_To do_: Copy each of the following items word for word, keeping every line unchanged.

#### Supplied entries ####

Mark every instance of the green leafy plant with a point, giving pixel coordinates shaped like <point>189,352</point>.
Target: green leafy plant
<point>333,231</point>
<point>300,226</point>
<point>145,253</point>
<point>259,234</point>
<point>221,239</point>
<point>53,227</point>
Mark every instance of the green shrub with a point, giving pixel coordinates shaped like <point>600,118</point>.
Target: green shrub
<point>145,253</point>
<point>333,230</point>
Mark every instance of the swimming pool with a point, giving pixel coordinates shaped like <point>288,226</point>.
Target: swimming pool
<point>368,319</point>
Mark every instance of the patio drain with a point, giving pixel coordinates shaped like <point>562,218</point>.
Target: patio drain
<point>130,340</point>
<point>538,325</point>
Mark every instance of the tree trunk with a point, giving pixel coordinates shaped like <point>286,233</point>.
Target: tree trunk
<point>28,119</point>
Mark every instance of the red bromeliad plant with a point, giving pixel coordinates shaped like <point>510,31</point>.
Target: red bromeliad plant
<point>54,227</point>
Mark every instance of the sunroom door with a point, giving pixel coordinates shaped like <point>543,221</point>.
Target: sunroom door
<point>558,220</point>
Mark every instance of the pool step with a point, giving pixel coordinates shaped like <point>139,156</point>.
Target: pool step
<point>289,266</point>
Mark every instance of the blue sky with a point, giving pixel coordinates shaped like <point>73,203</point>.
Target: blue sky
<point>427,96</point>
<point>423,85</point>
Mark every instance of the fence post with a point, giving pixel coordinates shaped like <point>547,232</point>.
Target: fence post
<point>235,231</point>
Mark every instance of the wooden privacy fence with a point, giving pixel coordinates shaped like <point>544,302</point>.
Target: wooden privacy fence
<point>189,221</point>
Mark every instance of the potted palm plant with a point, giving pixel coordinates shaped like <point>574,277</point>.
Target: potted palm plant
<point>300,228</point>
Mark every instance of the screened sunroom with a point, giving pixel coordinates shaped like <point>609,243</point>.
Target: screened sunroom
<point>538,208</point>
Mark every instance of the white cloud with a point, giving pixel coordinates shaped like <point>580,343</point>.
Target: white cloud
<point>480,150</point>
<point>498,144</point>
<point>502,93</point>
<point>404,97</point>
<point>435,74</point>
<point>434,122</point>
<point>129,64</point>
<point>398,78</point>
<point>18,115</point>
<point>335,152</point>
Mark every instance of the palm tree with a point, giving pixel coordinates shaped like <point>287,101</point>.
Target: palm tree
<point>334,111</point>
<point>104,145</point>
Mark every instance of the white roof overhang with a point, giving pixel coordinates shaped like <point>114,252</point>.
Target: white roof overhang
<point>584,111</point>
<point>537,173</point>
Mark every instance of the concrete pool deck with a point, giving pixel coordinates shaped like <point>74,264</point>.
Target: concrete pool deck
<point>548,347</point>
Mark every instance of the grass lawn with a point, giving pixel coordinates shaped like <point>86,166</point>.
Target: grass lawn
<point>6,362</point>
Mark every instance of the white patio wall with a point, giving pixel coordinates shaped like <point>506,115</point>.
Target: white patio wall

####

_Solved problem_:
Mark every instance of the green leafy plant with a point, giving pixel coordinates shaped like <point>189,352</point>.
Target: green leafy plant
<point>333,231</point>
<point>300,226</point>
<point>145,253</point>
<point>259,234</point>
<point>221,239</point>
<point>53,227</point>
Mark every instance of the green shrub with a point, giving pixel coordinates shaped like <point>600,118</point>.
Target: green shrub
<point>145,253</point>
<point>333,230</point>
Mark every instance of the swimming pool with a point, giving pixel coordinates shaped like <point>288,226</point>.
Target: swimming pool
<point>368,319</point>
Mark every instance of the patio drain with a point, giving pixel coordinates shaped like <point>562,218</point>.
Target: patio drain
<point>130,340</point>
<point>538,325</point>
Mark every instance of the tree trunk with a point, giving pixel coordinates shaped like <point>286,233</point>.
Target: tree trunk
<point>28,119</point>
Mark every instance of the red bromeliad plant with a point, giving pixel coordinates shaped like <point>510,31</point>.
Target: red bromeliad plant
<point>54,227</point>
Mark every instance of the sunroom door with a point, giving pixel coordinates shaped like <point>543,221</point>.
Target: sunroom door
<point>558,220</point>
Mark every instance of the pool step with a point, giving pixel coordinates shaped like <point>139,156</point>.
Target: pool step
<point>289,266</point>
Mark every instance of the blue sky with a point, giving pixel coordinates shaped like <point>73,203</point>.
Target: blue sky
<point>427,96</point>
<point>423,85</point>
Mark every instance of the fence post with a point, giving pixel coordinates shaped like <point>547,232</point>.
Target: fence post
<point>235,231</point>
Mark every instance of the wooden privacy fence with a point, giving pixel coordinates shaped like <point>544,302</point>.
Target: wooden privacy fence
<point>189,221</point>
Mark every instance of the potted palm plant with a point, giving pixel coordinates shaped like <point>574,277</point>.
Target: potted palm plant
<point>300,228</point>
Mark every instance of the screened sunroom with a point, giving pixel coordinates shaped like <point>609,243</point>.
Target: screened sunroom
<point>538,208</point>
Mark every instance of the white cloud with a point, giving pixel coordinates shaped like <point>580,343</point>.
Target: white cloud
<point>480,150</point>
<point>498,144</point>
<point>502,93</point>
<point>404,97</point>
<point>435,74</point>
<point>434,122</point>
<point>129,64</point>
<point>398,78</point>
<point>18,115</point>
<point>335,152</point>
Mark every instance of the palm tree with a point, giving pixel coordinates shaped like <point>287,101</point>.
Target: palm tree
<point>334,111</point>
<point>104,145</point>
Mark every instance of the white roof overhang with a point, giving pixel coordinates shaped like <point>114,252</point>.
Target: white roof overhang
<point>584,111</point>
<point>537,173</point>
Mark every instance of the concrete pool deck with a point, giving pixel coordinates shaped like <point>74,264</point>.
Target: concrete pool deck
<point>548,347</point>
Mark every instance of the grass lawn with a point, giving pixel coordinates shaped like <point>86,166</point>.
Target: grass lawn
<point>6,362</point>
Mark every instance of the white patio wall with a point, giving pixel coordinates shaped like <point>506,115</point>.
Target: white patio wall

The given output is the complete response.